• Stated problem: Repeat each entry in full, exactly.

• The records:
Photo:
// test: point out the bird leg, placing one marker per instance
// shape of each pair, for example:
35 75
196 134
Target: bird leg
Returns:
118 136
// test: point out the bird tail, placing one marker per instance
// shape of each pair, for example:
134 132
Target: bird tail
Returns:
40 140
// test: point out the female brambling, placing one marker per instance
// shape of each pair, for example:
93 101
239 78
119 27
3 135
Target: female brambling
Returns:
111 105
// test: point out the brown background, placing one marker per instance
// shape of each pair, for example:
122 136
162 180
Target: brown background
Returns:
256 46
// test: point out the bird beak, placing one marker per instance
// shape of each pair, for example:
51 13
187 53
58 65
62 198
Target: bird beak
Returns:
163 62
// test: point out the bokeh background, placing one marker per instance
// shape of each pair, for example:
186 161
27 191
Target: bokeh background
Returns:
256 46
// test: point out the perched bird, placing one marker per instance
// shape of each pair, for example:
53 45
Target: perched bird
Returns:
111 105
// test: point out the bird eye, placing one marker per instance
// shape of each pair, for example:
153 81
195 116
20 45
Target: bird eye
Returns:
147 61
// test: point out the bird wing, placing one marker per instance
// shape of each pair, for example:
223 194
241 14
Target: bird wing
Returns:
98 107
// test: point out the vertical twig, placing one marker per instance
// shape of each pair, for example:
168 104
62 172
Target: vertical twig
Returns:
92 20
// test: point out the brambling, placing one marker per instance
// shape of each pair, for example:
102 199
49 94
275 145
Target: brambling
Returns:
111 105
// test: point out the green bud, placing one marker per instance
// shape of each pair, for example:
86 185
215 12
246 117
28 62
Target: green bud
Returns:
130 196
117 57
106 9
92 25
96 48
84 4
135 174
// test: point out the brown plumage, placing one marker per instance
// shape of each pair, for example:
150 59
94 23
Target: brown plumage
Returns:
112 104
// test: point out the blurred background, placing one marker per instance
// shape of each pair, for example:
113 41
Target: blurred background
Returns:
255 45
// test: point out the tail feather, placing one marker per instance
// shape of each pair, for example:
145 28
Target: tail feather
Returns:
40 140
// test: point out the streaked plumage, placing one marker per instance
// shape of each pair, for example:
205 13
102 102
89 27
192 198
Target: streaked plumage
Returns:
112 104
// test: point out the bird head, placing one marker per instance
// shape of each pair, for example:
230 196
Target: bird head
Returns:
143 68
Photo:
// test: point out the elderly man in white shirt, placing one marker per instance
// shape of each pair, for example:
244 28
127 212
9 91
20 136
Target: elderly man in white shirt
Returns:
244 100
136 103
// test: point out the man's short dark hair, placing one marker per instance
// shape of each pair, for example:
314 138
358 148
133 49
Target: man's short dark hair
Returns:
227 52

• Result of this exercise:
Photo:
// test: point out the bird leg, placing one marker per instance
// shape of each pair, for example:
35 75
196 134
Target: bird leg
Returns:
118 136
// test: point out the bird tail, placing one marker per instance
// shape of each pair, for example:
134 132
Target: bird tail
Returns:
40 140
// test: point out the female brambling, placing one marker per instance
// shape of each pair, for example:
93 101
239 78
119 27
3 135
Target: female brambling
Returns:
111 105
// test: point out the brown background, placing one marker per instance
// shape of each pair, for example:
122 136
162 180
Target: brown background
Returns:
256 46
// test: point out the bird beak, placing one marker per instance
// shape of each pair, for example:
51 13
187 53
58 65
62 198
Target: bird beak
Returns:
163 62
// test: point out the bokeh background, placing one marker per instance
// shape of each pair, for example:
186 161
27 191
Target: bokeh background
Returns:
256 46
// test: point out the perched bird, placing one marker per instance
// shape of each pair, for example:
53 45
Target: perched bird
Returns:
111 105
// test: point out the bird eye, placing one marker per instance
// shape of each pair, for example:
153 81
195 116
20 45
Target: bird eye
Returns:
147 61
// test: point out the bird wing, placing one marker per instance
// shape of each pair, for example:
223 194
241 14
Target: bird wing
Returns:
98 107
// test: point out the vertical twig, placing one marker per instance
// shape of each pair, for example:
168 104
62 172
Target: vertical twig
Returns:
92 20
// test: point out the brambling, placing one marker per instance
// shape of each pair, for example:
102 199
49 94
275 145
Target: brambling
Returns:
111 105
// test: point out the green bud, placing one marker per instance
// shape of each pair, for example:
86 185
215 12
246 117
28 62
Target: green bud
Returns:
130 196
117 57
106 9
92 25
96 48
84 4
135 174
// test: point out the brown plumage, placing one marker per instance
// shape of each pair, for example:
150 59
94 23
Target: brown plumage
Returns:
112 104
// test: point out the blurred background, placing one marker per instance
// shape of each pair, for example:
113 41
Target: blurred background
Returns:
255 45
// test: point out the tail feather, placing one marker per instance
// shape of each pair, for example:
145 28
Target: tail feather
Returns:
40 140
// test: point out the streaked plumage, placing one marker per instance
// shape of each pair, for example:
205 13
102 102
89 27
192 198
Target: streaked plumage
Returns:
112 104
// test: point out the bird head, placing one marker per instance
// shape of each pair, for example:
230 196
Target: bird head
Returns:
143 68
Photo:
// test: point out the elderly man in white shirt, placing one marker per instance
// shape of each pair, for example:
244 28
127 212
9 91
20 136
Target: elderly man in white shirt
Returns:
244 100
136 103
// test: point out the man's short dark hair, placing one marker per instance
// shape of each pair, for example:
314 138
358 148
133 49
Target: man's short dark hair
Returns:
227 52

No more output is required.